§ **The task**: A complete and exact copy of the data below is required.

§ **Data supplied**:
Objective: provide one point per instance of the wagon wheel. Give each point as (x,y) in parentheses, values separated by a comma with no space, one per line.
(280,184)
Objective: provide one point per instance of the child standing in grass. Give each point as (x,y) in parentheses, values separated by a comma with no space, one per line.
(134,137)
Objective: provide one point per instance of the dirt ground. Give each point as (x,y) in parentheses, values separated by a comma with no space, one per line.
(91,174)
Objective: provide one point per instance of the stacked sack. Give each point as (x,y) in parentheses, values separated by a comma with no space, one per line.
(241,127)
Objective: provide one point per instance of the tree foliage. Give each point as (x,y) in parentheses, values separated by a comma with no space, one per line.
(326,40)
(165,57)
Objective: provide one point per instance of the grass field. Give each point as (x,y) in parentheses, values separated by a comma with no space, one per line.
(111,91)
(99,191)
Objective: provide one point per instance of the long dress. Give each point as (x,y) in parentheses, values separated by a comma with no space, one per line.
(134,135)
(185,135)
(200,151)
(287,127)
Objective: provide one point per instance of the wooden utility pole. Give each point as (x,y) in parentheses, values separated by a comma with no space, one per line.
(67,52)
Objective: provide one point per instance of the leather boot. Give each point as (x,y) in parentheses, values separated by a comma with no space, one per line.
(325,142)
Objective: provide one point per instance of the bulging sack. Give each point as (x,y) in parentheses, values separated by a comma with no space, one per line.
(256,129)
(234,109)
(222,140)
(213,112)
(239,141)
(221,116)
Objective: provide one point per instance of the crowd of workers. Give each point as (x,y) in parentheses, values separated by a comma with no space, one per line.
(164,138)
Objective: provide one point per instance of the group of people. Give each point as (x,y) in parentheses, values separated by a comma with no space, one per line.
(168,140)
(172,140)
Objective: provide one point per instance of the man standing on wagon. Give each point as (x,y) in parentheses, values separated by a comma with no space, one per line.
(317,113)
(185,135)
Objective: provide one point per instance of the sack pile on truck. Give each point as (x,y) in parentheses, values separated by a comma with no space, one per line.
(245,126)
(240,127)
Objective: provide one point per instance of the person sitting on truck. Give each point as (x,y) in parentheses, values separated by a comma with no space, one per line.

§ **Written answer**:
Objective: provide one point per instance of the wagon wheel. Give each point as (x,y) in parentheses, values separated by a comma with no space, one per line.
(280,184)
Objective: provide one point per instance of the child standing in grass. Give each point as (x,y) in parentheses, values separated by a comma with no space, one per line.
(134,137)
Objective: provide one point per instance of the dirt ground. Give each point as (x,y) in parentheses, values separated by a comma with no space, one per line.
(91,174)
Objective: provide one point per instance of the stacked sack. Give each point as (x,y) in parentheses, values separated by a comma with no space, one per line.
(241,127)
Objective: provide one point per instance of the tree foliage. Give each point as (x,y) in parentheses, values separated by a comma with no space, one per line.
(326,40)
(165,57)
Objective: provide one point per instance of the grass field. Give each point as (x,y) in parentheses, values separated by a comma with no space, one per line.
(111,91)
(99,191)
Objective: provide one point per instance of the long dress. Give each point as (x,y) in parentheses, values separated by a comma with no space, one per line.
(134,135)
(185,135)
(200,151)
(287,127)
Objective: provide one point per instance of the wooden utility pole. Give each point as (x,y) in parentheses, values separated by a comma with no space, one per line.
(67,52)
Objective: provide one point per instance of the leather boot. Give each point as (x,y) in parentheses, values separated by a comma with no space, one per line.
(325,142)
Objective: provide one point per instance of the bulging sack. Give each point as (x,y) in parentheses, values separated by a comma with no space, one per line.
(256,129)
(234,109)
(222,140)
(213,112)
(239,141)
(221,116)
Objective: provide one point per instance of the crowd of workers. Give each point as (x,y) in parentheses, values separated by a comma with no space, one per line.
(164,138)
Objective: provide one point per instance of the group of people. Give each point as (x,y) in parentheses, values separated by a comma with no space, one per line.
(168,140)
(172,140)
Objective: provide one point per instance of the man standing on wagon. Give each point as (x,y) in parentheses, values separated by a comma with no space, one per line.
(317,113)
(185,135)
Objective: provide one point per instance of the sack pile on truck. Give each point as (x,y) in parentheses, values separated by a comma with no space, one per line.
(245,126)
(240,127)
Objective: provide one point per instance of the person sitting on truck. Give each point as (x,y) in parentheses, values separated by a comma with no space, one per line.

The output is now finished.